Die aktuellen Leitlinien des britischen National Institute for Health and Care Excellence (NICE) für die Diagnose und Behandlung der Zöliakie sehen vor, dass Patientinnen und Patienten, die sich mit schwergradigen oder persistierenden Aphten vorstellen, eine serologische Untersuchung zum Ausschluss einer Zöliakie durchführen sollten. Darüber hinaus hat die North American Society for Pediatric Gastroenterology, Hepatology and Nutrition (NASPGHAN) das Vorliegen spezifischer Zahnschmelzdefekte als Risikofaktor für eine Zöliakie in ihre Leitlinie aufgenommen.
 

Die vorliegende Arbeit bietet eine Literaturübersicht über Fachartikel zu diesen und verwandten Themen, die von 2000 bis April 2017 veröffentlicht wurden. Nach einer Volltextanalyse wurden 43 Artikel für die Aufnahme in diese Übersicht ausgewählt, in die außerdem die Erfahrungen der Autorinnen und des Autors eingeflossen sind. In vielen Arbeiten wird eine hohe Prävalenz oraler Manifestationen bei Patientinnen und Patienten mit Zöliakie beschrieben, unter anderem von:

  • rezidivierende Stomatitis aphthosa (RSA)
  • verzögertem Zahndurchbruch
  • Landkartenzunge (Entzündungen der Zungenoberseite und -seiten)
================
→ **Deine Aufgaben**
[1] Tausche im Text über orale Manifestationen der Zöliakie „Aphten“ gegen „Mundgeschwüren“ aus und gib dabei den Abschnitt von „Die aktuellen Leitlinien“ bis einschließlich „ihre Leitlinie aufgenommen.“ wieder.
[2] Führe den Text über orale Manifestationen der Zöliakie ab seinem letzten Satz weiter.

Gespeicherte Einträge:
================
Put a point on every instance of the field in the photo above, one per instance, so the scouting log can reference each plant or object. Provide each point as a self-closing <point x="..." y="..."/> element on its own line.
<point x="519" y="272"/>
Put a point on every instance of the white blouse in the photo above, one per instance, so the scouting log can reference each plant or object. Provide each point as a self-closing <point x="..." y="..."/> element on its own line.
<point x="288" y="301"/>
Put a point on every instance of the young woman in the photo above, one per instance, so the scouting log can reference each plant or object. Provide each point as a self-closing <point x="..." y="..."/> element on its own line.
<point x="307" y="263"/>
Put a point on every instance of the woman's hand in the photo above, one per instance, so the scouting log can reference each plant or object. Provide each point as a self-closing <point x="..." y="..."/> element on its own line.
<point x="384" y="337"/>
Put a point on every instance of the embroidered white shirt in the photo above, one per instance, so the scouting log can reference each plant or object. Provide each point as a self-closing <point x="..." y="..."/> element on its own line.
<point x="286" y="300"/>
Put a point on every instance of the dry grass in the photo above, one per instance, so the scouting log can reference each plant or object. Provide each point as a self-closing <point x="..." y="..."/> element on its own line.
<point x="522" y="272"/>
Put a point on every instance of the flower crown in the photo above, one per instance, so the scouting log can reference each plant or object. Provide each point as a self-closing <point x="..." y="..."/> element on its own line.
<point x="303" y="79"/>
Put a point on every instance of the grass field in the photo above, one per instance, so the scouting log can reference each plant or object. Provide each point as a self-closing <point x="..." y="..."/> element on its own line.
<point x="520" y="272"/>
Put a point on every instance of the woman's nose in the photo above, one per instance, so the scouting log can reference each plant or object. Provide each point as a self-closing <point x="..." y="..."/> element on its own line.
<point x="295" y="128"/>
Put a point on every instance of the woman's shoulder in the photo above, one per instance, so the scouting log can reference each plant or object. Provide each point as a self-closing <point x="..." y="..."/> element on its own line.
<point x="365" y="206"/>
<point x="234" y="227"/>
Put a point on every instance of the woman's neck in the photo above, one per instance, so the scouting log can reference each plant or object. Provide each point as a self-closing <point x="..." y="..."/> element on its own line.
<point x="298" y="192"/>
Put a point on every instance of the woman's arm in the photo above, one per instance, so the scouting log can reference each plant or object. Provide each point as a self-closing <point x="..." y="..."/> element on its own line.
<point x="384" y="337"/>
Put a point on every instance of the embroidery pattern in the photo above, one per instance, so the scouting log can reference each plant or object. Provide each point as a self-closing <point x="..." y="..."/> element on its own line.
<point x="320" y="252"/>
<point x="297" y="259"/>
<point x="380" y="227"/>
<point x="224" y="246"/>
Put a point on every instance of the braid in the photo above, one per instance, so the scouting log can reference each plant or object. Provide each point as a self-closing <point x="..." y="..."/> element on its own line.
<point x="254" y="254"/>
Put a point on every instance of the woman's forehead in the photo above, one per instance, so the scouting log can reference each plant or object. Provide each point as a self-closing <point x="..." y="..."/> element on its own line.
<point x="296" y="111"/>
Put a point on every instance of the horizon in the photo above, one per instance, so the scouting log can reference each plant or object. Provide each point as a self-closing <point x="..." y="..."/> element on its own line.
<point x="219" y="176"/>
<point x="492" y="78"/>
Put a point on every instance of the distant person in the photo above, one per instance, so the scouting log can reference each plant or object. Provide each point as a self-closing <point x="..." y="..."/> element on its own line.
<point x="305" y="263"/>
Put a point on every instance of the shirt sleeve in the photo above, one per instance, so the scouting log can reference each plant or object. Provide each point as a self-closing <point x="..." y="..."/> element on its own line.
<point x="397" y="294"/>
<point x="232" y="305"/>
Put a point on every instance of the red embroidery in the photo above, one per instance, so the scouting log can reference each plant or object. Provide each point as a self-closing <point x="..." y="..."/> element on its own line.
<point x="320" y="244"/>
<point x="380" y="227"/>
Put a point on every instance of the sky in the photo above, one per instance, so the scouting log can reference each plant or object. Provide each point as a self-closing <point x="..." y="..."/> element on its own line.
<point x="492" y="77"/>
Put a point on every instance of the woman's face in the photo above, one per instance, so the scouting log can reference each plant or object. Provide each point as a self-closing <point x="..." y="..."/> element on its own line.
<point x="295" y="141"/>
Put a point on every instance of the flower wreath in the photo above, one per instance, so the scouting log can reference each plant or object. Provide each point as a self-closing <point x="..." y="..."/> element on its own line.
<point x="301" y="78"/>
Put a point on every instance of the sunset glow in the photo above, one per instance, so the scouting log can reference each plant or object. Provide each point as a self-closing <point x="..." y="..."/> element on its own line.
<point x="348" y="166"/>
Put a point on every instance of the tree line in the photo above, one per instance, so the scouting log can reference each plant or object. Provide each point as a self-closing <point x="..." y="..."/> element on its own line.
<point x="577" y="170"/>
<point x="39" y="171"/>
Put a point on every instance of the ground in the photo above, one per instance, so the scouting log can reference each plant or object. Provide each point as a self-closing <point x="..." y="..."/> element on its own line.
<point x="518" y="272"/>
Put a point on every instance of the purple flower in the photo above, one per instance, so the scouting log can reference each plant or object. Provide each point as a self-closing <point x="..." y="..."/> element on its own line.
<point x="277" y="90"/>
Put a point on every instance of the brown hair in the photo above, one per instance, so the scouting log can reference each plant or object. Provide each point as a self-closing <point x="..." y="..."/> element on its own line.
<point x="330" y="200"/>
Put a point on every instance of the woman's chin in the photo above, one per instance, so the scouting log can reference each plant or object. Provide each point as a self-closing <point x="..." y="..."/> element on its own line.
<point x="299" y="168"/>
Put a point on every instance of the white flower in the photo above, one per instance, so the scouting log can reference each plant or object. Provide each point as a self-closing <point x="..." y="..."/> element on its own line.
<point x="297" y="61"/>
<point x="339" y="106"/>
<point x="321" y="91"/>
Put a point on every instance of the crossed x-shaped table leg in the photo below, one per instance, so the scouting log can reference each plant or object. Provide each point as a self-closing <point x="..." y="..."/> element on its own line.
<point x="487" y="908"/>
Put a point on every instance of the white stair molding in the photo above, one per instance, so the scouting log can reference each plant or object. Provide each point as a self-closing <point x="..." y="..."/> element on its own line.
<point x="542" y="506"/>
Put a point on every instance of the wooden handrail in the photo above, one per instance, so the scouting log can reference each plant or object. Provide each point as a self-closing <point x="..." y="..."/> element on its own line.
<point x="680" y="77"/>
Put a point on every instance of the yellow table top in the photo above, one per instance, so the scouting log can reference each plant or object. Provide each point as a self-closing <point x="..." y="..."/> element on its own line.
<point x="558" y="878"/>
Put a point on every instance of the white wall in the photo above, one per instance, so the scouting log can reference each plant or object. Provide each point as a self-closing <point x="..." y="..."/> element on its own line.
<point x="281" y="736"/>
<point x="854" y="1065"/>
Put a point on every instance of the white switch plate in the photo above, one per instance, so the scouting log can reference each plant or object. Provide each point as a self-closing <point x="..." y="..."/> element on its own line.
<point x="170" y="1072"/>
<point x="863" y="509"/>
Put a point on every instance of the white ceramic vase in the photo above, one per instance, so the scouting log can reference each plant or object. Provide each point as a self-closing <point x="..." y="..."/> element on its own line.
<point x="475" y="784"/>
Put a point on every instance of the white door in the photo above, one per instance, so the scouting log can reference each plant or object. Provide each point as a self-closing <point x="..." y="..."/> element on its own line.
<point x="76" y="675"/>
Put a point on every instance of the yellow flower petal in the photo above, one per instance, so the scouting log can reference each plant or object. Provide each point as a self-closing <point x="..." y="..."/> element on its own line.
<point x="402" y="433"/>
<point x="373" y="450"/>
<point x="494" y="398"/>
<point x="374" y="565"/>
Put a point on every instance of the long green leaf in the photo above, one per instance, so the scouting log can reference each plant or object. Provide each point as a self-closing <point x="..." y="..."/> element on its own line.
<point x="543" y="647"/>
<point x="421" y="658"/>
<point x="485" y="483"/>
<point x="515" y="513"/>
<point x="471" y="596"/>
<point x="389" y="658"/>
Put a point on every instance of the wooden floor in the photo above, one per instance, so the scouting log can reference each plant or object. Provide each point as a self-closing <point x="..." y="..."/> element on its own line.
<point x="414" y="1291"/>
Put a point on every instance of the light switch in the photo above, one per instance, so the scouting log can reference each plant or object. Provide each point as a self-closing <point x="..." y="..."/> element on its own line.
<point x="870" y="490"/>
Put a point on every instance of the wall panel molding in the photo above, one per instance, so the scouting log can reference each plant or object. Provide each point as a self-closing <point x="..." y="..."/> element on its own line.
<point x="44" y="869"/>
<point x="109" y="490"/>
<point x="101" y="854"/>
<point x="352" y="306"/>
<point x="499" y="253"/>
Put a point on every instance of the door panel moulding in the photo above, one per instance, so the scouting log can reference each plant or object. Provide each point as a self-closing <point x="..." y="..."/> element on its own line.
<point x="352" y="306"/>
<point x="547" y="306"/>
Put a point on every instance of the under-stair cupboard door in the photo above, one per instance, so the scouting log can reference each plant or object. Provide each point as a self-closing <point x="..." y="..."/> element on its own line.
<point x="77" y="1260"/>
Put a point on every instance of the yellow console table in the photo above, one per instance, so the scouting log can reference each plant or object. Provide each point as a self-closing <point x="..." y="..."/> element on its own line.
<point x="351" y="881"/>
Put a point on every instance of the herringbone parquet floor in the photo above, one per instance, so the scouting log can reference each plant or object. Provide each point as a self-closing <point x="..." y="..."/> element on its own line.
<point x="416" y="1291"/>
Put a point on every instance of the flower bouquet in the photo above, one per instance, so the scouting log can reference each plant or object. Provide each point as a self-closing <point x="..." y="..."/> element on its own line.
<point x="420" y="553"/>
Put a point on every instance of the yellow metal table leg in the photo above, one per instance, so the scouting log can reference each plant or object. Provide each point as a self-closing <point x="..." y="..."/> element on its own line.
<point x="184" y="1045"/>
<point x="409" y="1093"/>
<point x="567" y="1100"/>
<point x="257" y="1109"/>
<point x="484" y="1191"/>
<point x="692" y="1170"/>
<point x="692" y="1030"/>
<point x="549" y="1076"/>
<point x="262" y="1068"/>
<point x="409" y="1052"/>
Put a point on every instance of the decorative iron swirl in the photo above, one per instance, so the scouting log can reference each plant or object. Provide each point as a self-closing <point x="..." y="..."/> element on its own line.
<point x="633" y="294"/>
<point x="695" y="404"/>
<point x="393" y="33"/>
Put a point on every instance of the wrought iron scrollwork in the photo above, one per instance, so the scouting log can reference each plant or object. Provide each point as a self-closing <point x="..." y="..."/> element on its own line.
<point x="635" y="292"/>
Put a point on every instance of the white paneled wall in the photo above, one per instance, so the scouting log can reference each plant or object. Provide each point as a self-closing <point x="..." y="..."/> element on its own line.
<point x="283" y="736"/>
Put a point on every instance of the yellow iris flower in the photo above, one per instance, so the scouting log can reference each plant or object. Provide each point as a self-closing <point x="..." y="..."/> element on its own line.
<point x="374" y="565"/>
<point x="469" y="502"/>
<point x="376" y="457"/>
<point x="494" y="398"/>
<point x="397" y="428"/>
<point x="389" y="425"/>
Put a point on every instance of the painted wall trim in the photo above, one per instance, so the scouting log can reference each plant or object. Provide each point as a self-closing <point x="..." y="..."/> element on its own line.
================
→ **Erwartete Antworten**
[1]
Die aktuellen Leitlinien des britischen National Institute for Health and Care Excellence (NICE) für die Diagnose und Behandlung der Zöliakie sehen vor, dass Patientinnen und Patienten, die sich mit schwergradigen oder persistierenden Mundgeschwüren vorstellen, eine serologische Untersuchung zum Ausschluss einer Zöliakie durchführen sollten. Darüber hinaus hat die North American Society for Pediatric Gastroenterology, Hepatology and Nutrition (NASPGHAN) das Vorliegen spezifischer Zahnschmelzdefekte als Risikofaktor für eine Zöliakie in ihre Leitlinie aufgenommen.

[2]
  • Cheilitis angularis (Entzündungen, Hautschäden und Verkrustungen in den Mundwinkeln)
  • atrophischer Glossitis (Zungenentzündung)
  • brennendem Gefühl auf der Zunge
  • Mundtrockenheit

Die größten Anteile der veröffentlichten Literatur entfallen dabei auf die Prävalenz von RSA und Zahnschmelzdefekten.

 

RSA (rezidivierende Stomatitis aphthosa)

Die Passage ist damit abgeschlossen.